Short exercise: Repeat exactly the lines of the listing from the line containing "Practice. Indicate each instance of the wet sand" through its last line, and nothing beyond them.

Listed entries:
>> start
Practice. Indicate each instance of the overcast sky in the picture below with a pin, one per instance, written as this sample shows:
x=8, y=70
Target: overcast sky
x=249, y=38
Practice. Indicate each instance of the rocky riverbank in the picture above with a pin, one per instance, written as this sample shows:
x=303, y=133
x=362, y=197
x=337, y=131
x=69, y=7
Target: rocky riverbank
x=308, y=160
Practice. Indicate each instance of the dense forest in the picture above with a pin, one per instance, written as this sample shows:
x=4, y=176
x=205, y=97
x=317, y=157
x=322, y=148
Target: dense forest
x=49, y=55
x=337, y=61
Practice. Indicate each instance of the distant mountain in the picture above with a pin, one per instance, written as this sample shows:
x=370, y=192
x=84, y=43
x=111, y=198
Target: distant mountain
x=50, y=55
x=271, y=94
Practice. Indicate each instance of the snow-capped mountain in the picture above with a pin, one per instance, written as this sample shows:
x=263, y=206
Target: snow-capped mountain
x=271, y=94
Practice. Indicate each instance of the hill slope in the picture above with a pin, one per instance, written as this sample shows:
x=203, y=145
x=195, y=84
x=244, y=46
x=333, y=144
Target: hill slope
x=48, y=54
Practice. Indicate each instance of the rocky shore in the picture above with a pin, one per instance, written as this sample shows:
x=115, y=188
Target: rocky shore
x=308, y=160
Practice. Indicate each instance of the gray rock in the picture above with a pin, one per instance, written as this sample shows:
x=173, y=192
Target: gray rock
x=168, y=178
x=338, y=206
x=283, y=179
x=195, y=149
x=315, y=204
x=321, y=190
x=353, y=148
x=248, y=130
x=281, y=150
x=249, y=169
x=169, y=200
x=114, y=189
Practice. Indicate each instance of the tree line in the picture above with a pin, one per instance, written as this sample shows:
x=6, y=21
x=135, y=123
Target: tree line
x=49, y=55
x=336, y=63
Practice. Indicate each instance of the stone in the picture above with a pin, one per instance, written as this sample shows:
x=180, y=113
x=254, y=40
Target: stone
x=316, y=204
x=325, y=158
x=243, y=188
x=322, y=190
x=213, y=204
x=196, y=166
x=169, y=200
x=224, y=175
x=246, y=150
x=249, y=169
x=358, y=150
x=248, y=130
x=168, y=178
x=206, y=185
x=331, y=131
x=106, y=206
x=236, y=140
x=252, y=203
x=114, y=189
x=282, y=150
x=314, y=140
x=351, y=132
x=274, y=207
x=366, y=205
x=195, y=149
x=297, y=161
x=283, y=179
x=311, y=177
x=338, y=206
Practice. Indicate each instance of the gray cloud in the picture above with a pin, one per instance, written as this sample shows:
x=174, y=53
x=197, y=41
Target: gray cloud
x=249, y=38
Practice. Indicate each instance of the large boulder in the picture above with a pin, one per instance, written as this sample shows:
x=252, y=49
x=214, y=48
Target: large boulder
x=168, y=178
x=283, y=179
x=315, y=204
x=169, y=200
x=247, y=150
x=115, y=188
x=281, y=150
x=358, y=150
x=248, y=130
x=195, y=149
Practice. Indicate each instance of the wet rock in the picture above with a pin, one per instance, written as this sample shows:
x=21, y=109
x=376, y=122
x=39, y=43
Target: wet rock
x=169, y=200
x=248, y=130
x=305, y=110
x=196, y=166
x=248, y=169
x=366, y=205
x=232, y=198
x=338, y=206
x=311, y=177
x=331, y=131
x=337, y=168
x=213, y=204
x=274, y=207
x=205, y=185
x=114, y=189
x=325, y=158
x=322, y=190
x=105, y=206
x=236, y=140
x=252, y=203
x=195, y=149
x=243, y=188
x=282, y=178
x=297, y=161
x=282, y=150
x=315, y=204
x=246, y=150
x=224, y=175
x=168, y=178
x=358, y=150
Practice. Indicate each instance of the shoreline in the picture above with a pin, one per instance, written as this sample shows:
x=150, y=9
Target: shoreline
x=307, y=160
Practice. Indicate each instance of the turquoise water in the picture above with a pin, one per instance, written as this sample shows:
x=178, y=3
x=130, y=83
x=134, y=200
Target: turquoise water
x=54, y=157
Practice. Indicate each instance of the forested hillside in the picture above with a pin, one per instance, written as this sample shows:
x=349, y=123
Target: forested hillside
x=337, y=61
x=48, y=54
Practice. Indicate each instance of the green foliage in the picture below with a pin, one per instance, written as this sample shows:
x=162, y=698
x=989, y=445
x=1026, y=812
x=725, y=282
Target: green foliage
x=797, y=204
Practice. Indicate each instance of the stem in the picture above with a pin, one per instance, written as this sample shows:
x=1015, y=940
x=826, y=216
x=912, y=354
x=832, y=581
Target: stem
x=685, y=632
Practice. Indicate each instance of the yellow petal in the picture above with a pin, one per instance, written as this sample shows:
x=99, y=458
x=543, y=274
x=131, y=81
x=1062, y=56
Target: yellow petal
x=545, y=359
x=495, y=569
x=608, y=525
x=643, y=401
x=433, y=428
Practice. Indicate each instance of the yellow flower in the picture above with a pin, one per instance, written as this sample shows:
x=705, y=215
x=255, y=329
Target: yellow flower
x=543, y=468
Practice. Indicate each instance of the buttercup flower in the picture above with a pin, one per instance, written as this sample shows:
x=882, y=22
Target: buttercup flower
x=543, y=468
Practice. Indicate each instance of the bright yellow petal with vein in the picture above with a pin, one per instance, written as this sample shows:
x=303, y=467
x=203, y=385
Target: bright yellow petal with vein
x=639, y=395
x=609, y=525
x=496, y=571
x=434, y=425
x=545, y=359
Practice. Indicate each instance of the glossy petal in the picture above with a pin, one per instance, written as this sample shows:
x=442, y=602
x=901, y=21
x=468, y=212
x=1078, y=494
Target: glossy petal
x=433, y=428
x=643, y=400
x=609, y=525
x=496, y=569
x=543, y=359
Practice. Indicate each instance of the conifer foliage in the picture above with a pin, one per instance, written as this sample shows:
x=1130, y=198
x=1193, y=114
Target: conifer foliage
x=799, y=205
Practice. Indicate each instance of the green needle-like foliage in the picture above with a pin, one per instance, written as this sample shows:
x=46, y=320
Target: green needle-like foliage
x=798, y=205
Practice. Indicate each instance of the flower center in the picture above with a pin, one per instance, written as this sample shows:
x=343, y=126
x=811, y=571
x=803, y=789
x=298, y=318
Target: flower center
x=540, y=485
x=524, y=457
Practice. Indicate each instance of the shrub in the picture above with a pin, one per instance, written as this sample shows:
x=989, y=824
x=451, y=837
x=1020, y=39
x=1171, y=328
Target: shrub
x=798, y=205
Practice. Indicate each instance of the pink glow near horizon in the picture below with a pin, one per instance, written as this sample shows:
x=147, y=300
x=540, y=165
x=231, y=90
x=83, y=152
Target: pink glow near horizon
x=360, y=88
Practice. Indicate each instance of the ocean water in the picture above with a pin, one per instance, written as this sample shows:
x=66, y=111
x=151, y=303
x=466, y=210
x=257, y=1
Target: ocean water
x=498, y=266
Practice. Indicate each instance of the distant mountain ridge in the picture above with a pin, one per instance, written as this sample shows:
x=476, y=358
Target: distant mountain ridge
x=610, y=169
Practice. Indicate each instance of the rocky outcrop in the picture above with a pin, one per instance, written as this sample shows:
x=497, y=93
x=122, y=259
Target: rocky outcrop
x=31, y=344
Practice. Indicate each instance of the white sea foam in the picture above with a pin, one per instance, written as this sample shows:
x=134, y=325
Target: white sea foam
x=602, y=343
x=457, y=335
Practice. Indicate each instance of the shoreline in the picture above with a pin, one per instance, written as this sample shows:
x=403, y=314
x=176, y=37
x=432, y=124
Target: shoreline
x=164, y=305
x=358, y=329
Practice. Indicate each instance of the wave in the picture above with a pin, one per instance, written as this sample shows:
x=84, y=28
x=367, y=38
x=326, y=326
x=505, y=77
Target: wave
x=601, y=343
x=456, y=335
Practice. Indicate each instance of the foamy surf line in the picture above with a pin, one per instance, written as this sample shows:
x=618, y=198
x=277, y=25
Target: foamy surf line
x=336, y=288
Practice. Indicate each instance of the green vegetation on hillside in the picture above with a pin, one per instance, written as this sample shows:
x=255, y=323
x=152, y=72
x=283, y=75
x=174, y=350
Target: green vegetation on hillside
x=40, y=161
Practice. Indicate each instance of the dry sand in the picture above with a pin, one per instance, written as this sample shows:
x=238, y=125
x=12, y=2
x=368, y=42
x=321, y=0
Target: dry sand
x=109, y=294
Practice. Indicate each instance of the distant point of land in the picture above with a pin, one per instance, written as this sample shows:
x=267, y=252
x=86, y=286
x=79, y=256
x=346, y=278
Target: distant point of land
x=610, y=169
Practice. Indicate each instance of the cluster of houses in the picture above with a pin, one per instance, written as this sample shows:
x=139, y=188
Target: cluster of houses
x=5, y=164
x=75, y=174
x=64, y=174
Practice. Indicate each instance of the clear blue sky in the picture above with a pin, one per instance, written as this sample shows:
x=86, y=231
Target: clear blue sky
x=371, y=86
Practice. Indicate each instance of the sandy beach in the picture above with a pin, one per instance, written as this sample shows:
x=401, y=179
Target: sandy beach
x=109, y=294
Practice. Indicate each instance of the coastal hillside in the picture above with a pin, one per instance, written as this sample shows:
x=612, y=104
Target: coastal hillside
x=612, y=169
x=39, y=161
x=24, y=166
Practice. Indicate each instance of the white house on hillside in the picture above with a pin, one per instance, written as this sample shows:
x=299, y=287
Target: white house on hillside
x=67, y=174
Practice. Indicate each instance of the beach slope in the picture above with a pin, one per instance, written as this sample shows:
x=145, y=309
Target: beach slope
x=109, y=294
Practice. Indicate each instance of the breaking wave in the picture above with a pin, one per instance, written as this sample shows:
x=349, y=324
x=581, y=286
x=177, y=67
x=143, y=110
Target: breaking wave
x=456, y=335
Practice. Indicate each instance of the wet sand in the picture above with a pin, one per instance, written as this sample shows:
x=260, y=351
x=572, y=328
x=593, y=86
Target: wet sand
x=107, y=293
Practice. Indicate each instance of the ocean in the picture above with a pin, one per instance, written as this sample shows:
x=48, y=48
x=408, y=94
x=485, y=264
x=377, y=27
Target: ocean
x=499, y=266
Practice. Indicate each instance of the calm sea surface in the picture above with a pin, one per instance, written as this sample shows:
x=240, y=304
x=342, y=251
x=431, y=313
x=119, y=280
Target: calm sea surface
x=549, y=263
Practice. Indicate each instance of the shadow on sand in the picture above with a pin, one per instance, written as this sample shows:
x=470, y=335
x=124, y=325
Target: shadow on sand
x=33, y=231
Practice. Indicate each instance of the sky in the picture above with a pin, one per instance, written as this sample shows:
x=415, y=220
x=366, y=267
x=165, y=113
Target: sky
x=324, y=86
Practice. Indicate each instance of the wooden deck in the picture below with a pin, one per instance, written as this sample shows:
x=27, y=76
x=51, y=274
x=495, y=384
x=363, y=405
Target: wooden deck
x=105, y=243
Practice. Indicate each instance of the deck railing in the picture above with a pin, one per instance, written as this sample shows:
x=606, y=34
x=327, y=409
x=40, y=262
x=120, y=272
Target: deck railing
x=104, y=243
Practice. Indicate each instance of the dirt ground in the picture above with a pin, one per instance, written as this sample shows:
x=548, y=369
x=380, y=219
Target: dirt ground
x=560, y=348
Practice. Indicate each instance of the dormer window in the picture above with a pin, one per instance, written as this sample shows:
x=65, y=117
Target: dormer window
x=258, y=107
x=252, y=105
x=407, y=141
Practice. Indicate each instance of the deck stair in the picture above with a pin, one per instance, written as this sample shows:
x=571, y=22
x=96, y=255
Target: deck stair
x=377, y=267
>> end
Reply:
Practice. Indicate each instance of the wet sand in the picture above with a pin, one per instance, written as this sample shows:
x=260, y=351
x=572, y=328
x=593, y=86
Target: wet sand
x=107, y=293
Practice. Indicate each instance of the ocean in the picture above with a pin, one per instance, written as this sample shows:
x=48, y=48
x=408, y=94
x=485, y=264
x=377, y=27
Target: ocean
x=499, y=266
Practice. Indicate each instance of the calm sea surface in the picture above with a pin, one per instance, written as this sample shows:
x=240, y=304
x=342, y=251
x=431, y=313
x=119, y=280
Target: calm sea surface
x=549, y=263
Practice. Indicate each instance of the shadow on sand in the picture above with a pin, one per instance, written as this sample shows:
x=470, y=335
x=124, y=325
Target: shadow on sand
x=33, y=231
Practice. Indicate each instance of the sky in the picture above with a pin, one per instance, written as this sample shows:
x=415, y=220
x=366, y=267
x=165, y=113
Target: sky
x=324, y=86
Practice. Indicate each instance of the wooden deck in the picture below with a pin, one per instance, written as this sample shows:
x=27, y=76
x=51, y=274
x=495, y=384
x=363, y=405
Target: wooden deck
x=105, y=243
Practice. Indicate each instance of the deck railing in the picture above with a pin, one per instance, written as this sample shows:
x=606, y=34
x=327, y=409
x=40, y=262
x=120, y=272
Target: deck railing
x=104, y=243
Practice. Indicate each instance of the dirt ground in the picture above with a pin, one per instance, written as this sample shows:
x=548, y=369
x=380, y=219
Target: dirt ground
x=560, y=348
Practice. Indicate each instance of the dormer window in the picture above with a pin, one per instance, written as this sample shows:
x=65, y=117
Target: dormer window
x=258, y=107
x=252, y=105
x=407, y=141
Practice. Indicate each instance of the deck stair in the picture above with a pin, one per instance, written as this sample shows:
x=571, y=22
x=96, y=255
Target: deck stair
x=377, y=267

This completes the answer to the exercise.